**GIVEN RECORDS:**
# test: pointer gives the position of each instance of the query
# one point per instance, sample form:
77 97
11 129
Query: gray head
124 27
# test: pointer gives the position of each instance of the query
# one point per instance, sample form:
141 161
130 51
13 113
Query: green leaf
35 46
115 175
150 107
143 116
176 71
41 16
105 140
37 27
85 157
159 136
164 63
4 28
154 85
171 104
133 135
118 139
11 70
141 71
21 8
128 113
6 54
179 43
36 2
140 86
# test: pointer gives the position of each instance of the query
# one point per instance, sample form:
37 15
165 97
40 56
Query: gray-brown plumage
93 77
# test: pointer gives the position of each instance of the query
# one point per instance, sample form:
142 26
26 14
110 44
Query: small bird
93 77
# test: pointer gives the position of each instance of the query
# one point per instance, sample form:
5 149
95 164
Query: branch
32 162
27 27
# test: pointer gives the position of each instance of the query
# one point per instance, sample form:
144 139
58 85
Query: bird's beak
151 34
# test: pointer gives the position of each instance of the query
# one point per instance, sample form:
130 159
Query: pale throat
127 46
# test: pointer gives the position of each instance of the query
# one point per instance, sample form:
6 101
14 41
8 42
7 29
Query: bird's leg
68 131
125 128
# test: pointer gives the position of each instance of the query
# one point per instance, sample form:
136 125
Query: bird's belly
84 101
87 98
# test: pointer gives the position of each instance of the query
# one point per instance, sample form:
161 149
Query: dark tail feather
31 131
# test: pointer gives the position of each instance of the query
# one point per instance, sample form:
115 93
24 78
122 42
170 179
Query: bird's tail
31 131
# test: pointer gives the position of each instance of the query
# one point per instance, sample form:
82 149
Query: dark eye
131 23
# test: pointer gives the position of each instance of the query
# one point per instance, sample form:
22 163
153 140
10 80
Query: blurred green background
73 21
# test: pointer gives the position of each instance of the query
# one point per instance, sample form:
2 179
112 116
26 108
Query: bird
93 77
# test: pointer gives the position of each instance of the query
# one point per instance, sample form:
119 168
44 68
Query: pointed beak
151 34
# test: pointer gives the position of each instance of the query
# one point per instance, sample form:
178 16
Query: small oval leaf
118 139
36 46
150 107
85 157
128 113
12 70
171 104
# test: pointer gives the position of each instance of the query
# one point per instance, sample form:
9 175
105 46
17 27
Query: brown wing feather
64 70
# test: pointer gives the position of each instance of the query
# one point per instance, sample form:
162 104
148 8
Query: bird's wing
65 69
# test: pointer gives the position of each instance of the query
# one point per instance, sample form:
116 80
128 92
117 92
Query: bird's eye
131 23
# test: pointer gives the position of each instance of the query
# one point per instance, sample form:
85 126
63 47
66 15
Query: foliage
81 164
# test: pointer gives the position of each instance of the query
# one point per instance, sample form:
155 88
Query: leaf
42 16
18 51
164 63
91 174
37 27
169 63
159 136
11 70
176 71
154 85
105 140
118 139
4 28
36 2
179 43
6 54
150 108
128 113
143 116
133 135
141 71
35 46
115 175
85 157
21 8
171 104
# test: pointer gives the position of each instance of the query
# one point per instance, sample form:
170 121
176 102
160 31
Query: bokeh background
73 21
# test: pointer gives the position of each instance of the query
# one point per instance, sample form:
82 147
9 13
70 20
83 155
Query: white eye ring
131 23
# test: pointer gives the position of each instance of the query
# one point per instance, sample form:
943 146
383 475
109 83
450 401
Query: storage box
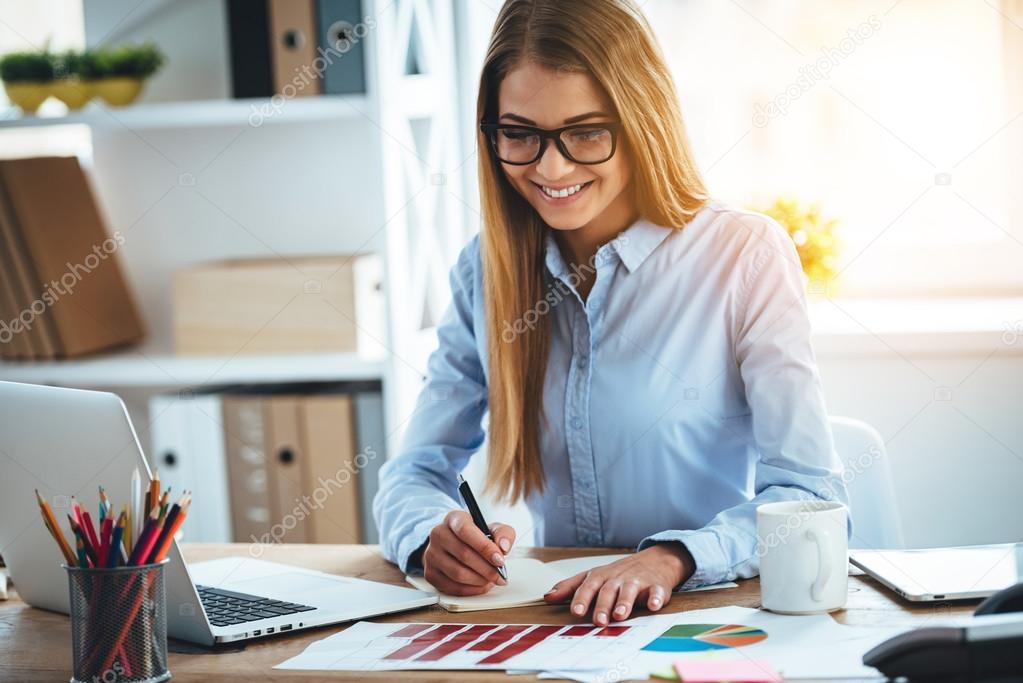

**YOUR OBJECTIVE:**
Gather every line in the data above that contains the word "background", copying each one in full.

**FULL RESPONSE:**
Query: blurred green background
Query: bokeh background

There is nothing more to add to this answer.